Goal:
Collect every line of the data below that contains the word "position".

Task data:

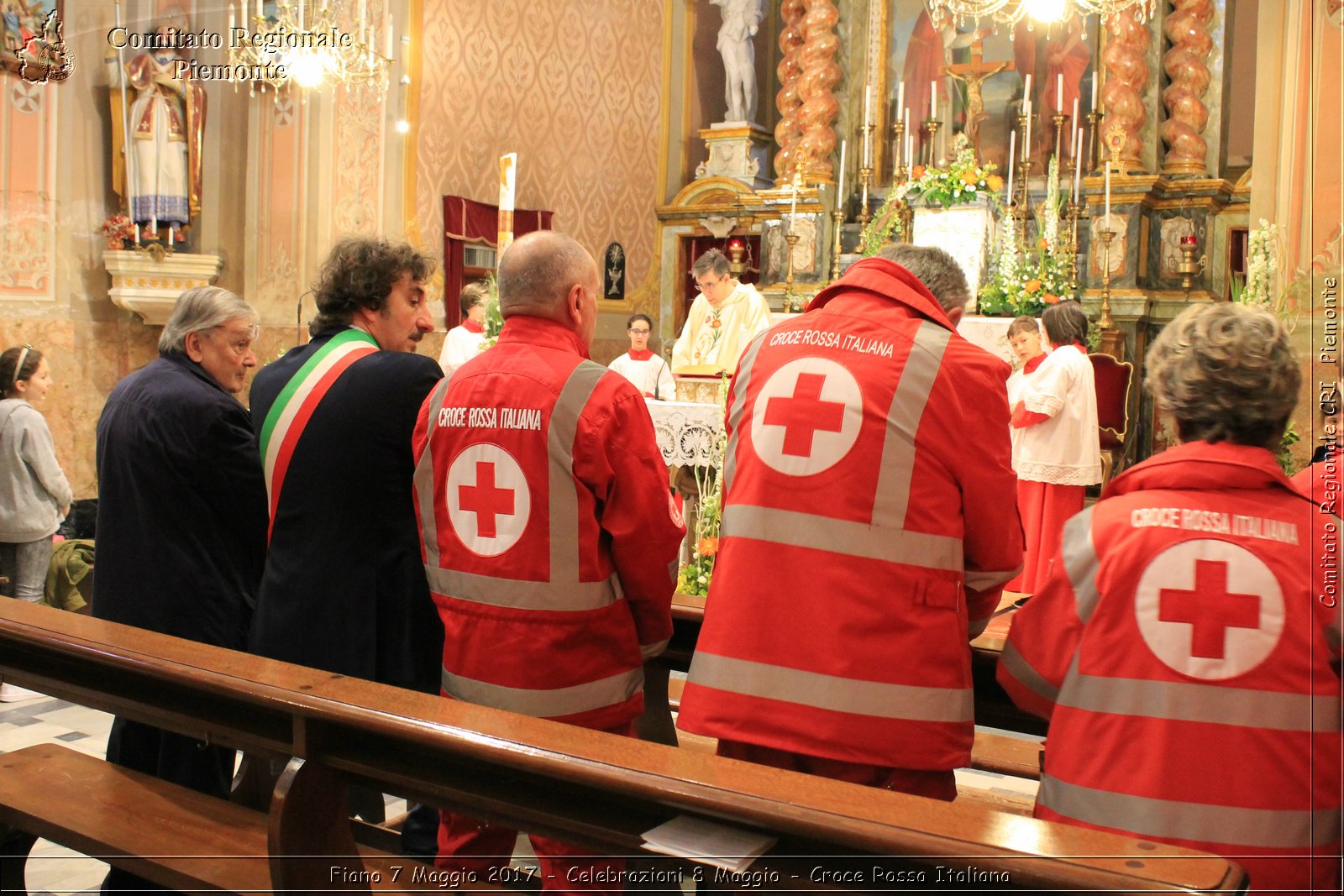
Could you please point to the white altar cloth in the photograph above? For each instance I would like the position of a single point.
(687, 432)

==

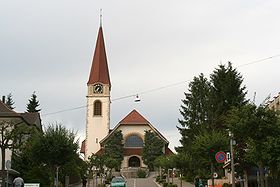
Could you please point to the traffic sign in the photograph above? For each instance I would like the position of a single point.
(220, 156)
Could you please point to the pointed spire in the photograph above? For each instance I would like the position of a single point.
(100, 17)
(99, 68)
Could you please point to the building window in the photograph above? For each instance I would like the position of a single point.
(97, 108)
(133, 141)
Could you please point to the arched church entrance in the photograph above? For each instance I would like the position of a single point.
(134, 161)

Expected answer:
Could you please point to the white altar cloth in the photograph above? For each instance I would like the position of a single point.
Could you please point to the traffic sign in the photograph above? For each instance I would like the position of a single point.
Could you please point to the pointed spire in the photograph above? For each instance I would like the position of a single point.
Could you please point to the building window in the photograph above? For each instance I would like the position of a single point.
Could you please point to the arched church entrance in the photograph above? For each instance I would like the position of a single point.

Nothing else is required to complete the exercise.